*TASK BRIEF*: Could you render the whole listing below as a JSON list of strings, one string per line with blank lines omitted, and leave the pictures out?

*DATA FOR PROCESSING*:
╭──

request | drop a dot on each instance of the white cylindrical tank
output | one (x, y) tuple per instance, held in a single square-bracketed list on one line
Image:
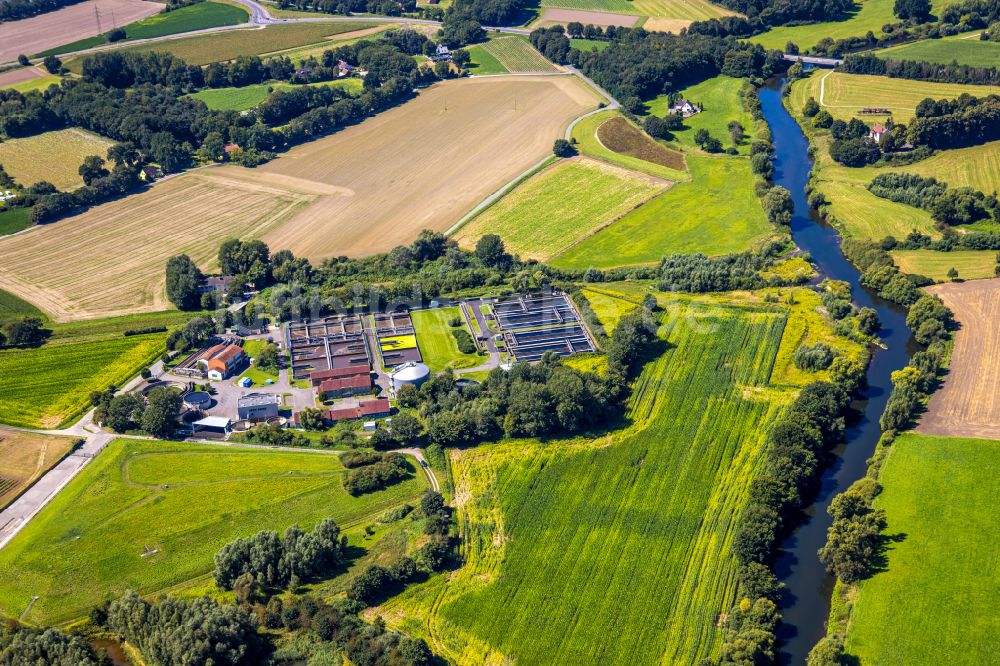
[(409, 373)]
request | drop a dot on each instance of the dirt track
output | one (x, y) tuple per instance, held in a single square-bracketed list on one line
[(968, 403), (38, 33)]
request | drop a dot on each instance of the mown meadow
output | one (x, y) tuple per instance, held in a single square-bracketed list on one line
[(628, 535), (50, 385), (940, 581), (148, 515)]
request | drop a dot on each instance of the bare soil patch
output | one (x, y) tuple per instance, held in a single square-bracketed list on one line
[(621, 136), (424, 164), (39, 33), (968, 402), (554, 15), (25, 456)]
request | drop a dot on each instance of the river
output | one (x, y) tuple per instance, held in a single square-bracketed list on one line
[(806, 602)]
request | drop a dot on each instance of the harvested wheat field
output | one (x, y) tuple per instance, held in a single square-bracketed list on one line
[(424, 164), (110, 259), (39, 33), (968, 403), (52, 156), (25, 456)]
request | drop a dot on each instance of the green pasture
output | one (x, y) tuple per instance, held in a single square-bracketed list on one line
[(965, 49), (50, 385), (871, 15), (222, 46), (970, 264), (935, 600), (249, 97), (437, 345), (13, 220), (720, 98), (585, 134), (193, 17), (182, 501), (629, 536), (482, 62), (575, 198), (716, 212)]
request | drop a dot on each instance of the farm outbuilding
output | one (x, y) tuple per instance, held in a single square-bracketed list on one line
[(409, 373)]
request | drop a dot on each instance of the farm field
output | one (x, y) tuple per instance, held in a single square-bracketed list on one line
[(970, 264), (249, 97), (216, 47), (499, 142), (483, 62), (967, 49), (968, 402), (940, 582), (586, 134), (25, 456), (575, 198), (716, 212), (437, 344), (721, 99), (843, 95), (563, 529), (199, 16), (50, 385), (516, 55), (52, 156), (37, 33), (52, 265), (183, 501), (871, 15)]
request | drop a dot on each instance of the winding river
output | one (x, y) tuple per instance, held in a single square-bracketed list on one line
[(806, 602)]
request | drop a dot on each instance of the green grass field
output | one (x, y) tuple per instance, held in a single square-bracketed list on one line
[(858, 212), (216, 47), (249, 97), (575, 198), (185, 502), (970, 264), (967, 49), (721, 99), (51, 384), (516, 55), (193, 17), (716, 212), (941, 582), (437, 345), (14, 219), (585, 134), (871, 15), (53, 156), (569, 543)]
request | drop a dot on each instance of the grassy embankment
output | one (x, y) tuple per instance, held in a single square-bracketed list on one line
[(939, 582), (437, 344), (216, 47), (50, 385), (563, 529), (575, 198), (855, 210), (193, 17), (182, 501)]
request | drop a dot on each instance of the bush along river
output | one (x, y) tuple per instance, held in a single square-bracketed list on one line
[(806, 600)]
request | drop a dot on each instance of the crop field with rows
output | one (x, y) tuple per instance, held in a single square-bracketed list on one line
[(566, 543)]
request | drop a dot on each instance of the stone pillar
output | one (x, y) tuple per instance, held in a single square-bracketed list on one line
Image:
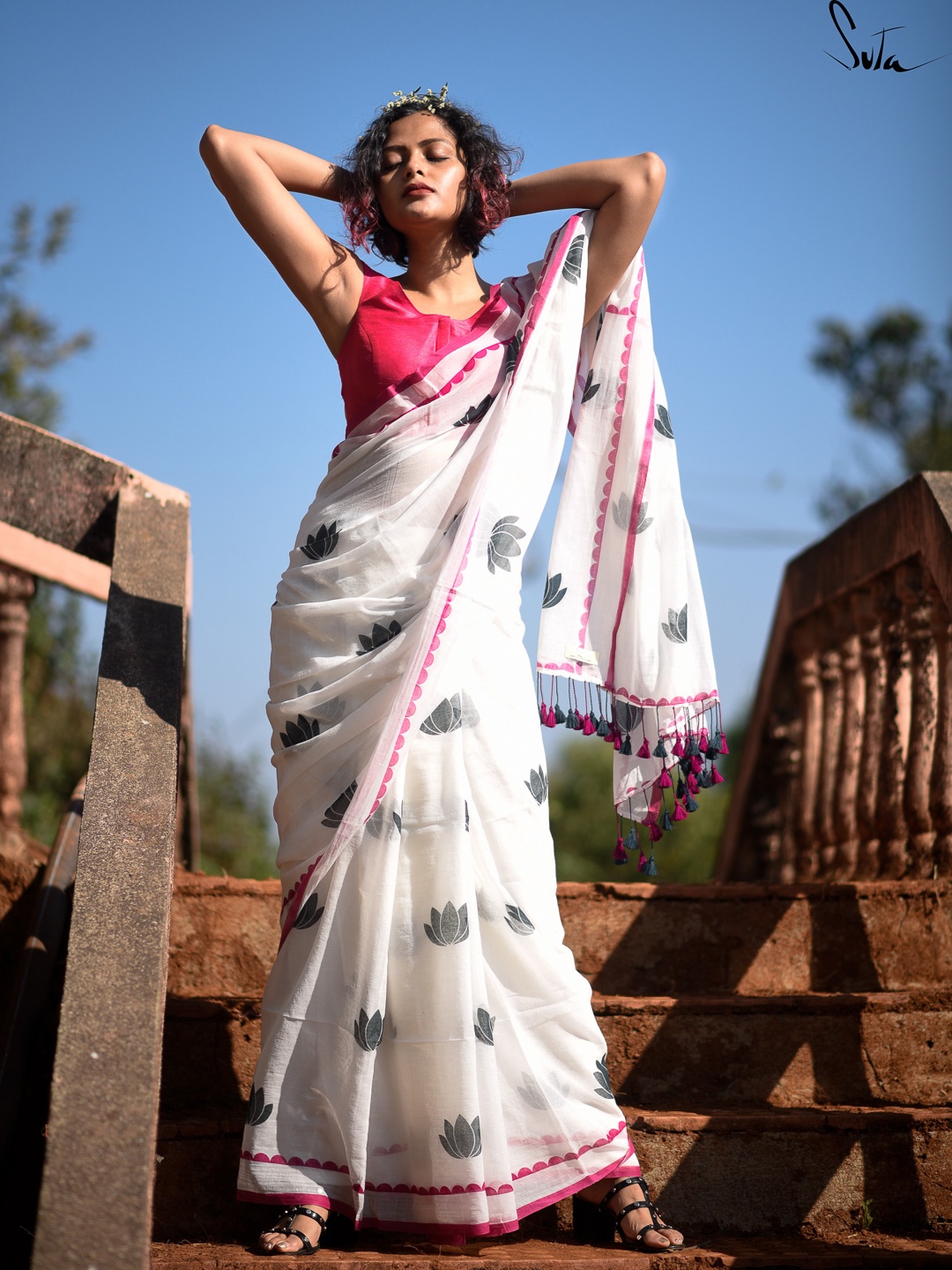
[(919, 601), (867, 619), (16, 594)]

╰──

*EXERCISE SOLUTION*:
[
  "request | drop a dot on each instance of the white cylindrical tank",
  "output | one (x, y) tuple per instance, held in a single square-bracketed list on one line",
  "Image:",
  "[(409, 373)]",
  "request | drop a dot on each instance of the dirt track",
  "output | one (x, y) tuple per instance, held in a single square-bracketed list on one line",
  "[(968, 403), (38, 33)]",
  "request | drop a dot on each instance of the mown meadow",
  "output | one (x, y) tuple per instance, held in a single square-bracketed list on one line",
  "[(628, 535), (50, 385), (940, 581), (148, 515)]",
  "request | drop a dot on each instance of the bare soil patch",
  "output | one (x, y) tuple per instance, held in a single square-bracketed list on one line",
  "[(621, 136), (424, 164), (39, 33), (968, 402), (554, 15), (25, 456)]",
  "request | drop a dot on each instance of the river",
  "output | one (x, y) tuple per instance, held in a single square-bracketed list on one line",
  "[(806, 602)]",
  "request | drop a dot on each instance of the harvested wheat field",
  "output | one (x, y) tuple per instance, held in a single square-bracketed list on one line",
  "[(424, 164), (110, 259), (39, 33), (968, 403), (52, 156), (25, 456)]",
  "request | drop a dot on each instance of the green pasture",
  "output | one (x, y) tuple per instance, held in a single square-bracketed list on one line",
  "[(965, 49), (50, 385), (871, 15), (222, 46), (970, 264), (935, 600), (249, 97), (437, 345), (13, 220), (720, 98), (585, 134), (193, 17), (182, 501), (629, 536), (482, 62), (575, 198), (716, 212)]",
  "request | drop a dot on each instance of the farm outbuilding",
  "output | one (x, y) tuple per instance, held in a single square-bracketed list on one line",
  "[(409, 373)]",
  "request | drop a dot on each instance of the farm field",
  "output | one (x, y) tuple per instance, held in a single square-bracketed list on one line",
  "[(970, 264), (249, 97), (216, 47), (499, 142), (483, 62), (967, 49), (968, 402), (940, 582), (586, 134), (25, 456), (575, 198), (716, 212), (437, 344), (721, 99), (843, 95), (563, 529), (199, 16), (50, 385), (516, 55), (52, 156), (37, 33), (52, 265), (183, 501), (871, 15)]",
  "request | drop a dot on each instance of the winding river",
  "output | one (x, y) tuple per instance, held in a single square-bracketed list on one line",
  "[(806, 602)]",
  "request | drop a dot on each instance of the green grass field",
  "output | one (x, y) tuple per instance, held in a single square-bracketed list on one line",
  "[(858, 212), (216, 47), (249, 97), (575, 198), (185, 502), (970, 264), (967, 49), (721, 99), (51, 384), (516, 55), (193, 17), (716, 212), (941, 582), (437, 345), (14, 219), (585, 134), (871, 15), (53, 156), (569, 543)]",
  "request | drop a dot on each instance of the grassy embankment",
  "output | one (x, y) tuple per instance, held in a single square-bracketed list on one line",
  "[(939, 582), (437, 344), (216, 47), (50, 385), (563, 529), (575, 198), (855, 210), (193, 17), (182, 501)]",
  "request | drop a dot on each instance of the bush along river",
  "output | one (x, y) tuple per instance, held in a single square-bracketed list on one line",
  "[(806, 600)]",
  "request | drop a dot on each instance of the crop field with rows",
  "output | one (x, y) tuple per instance, held in a single square-bracketed list on one line",
  "[(566, 543)]",
  "request | drop a dot on each instance of the stone pillar",
  "output | one (x, y) tuple per instance, held in a single square-bracketed list on one line",
  "Image:",
  "[(919, 601), (867, 619), (16, 594)]"
]